Given request >>
Print each line of the listing once more, precisely as given.

———

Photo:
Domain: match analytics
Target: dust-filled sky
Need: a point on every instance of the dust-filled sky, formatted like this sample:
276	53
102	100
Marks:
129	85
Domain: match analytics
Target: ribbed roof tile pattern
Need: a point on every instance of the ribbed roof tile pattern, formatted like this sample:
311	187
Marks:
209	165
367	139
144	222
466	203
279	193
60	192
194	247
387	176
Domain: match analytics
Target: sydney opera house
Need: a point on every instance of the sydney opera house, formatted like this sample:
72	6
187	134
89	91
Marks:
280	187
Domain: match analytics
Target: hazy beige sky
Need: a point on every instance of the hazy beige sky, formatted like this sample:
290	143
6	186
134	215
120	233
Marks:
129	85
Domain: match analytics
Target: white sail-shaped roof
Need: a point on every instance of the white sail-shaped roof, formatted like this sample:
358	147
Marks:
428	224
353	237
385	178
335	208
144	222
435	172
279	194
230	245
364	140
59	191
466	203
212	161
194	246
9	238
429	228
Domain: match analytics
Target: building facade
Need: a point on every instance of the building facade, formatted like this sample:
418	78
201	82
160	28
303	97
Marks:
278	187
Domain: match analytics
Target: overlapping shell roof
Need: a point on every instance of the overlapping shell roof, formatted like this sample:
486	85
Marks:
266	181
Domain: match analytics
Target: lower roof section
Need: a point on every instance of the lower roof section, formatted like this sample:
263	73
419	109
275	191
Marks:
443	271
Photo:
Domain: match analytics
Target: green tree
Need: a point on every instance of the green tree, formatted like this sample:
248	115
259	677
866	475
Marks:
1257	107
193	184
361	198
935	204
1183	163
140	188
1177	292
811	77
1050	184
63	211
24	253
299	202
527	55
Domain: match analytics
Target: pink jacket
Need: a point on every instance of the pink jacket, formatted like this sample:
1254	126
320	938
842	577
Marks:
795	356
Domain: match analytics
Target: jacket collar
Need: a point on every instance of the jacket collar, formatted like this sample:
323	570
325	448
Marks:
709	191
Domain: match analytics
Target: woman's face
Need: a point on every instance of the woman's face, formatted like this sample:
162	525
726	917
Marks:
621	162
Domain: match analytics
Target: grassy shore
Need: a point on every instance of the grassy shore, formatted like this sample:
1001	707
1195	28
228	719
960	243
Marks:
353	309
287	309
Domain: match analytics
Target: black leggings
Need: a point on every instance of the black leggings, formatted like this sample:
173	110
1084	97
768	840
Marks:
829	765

———

Reply >>
Photo:
Domain: match analytics
Target: dust-filled sky
Need: a point on every instance of the dust-filled sky, formatted like this sample:
276	53
102	100
Marks:
129	85
Domain: match analytics
Target: ribbed roof tile pattern
Need: a point on every instance of the ribbed roof tile pattern, formatted like this sample:
311	187
Marks:
209	165
367	139
144	222
466	203
279	193
60	192
194	247
387	176
Domain: match analytics
Target: sydney opera house
Need: a point on every instance of the sydney opera house, formatted like this sample:
72	6
187	134
89	91
Marks:
280	187
Domain: match analytics
Target: hazy beige sky
Need: a point on every instance of the hazy beige sky, formatted like this sample:
290	143
6	186
134	215
120	233
Marks:
129	85
Domain: match analytics
Target: white sail-shaped roof
Need: a point on every instance of the white sail-shaped roof, formatted like this sample:
358	147
Marks:
428	224
353	237
385	178
335	208
144	222
435	172
279	194
230	245
364	140
59	191
466	203
212	161
194	246
9	238
429	228
Domain: match analytics
Target: building facade
Need: a point on every instance of the building facade, formatted like this sample:
418	78
201	82
160	28
303	97
Marks:
278	187
Domain: match analytics
Target: overlapping shell roof
Need: a point on every instance of the overlapping shell roof, formatted like this sample:
486	85
Marks:
266	181
Domain: match analytics
Target: lower roof section
Need: a point on every instance of the lower roof section, formatted like this sample:
263	73
419	109
275	191
Marks:
443	271
Photo:
Domain: match analytics
Target: green tree
Need: a point on every instance of the green tree, formatted like this sample:
248	115
259	677
866	475
Marks:
1257	107
193	184
361	198
935	204
1183	163
140	188
1177	292
811	77
1050	184
63	211
24	253
299	202
527	55
Domain: match analytics
Target: pink jacket
Need: a point on every instance of the pink jacket, formatted like this sample:
1254	126
320	938
842	577
Marks:
795	356
Domain: match analytics
Target: jacket collar
Need: a point on every instance of the jacket collar, formatted like this sample:
323	570
325	448
Marks:
709	191
Domain: match analytics
Target: woman's face
Need: a point on every instance of the woman's face, formatted like this sample:
162	525
726	917
Marks:
621	162
Domain: match analytics
Target: grassy shore
Need: a point on every instance of the grassy shore, formatted like this sample:
1001	707
1195	28
228	719
960	243
Marks:
353	309
287	309
Domain: match analytics
Target: black leggings
Need: a point on every instance of the black leggings, formatted like this sample:
173	110
1084	97
768	840
Marks:
829	765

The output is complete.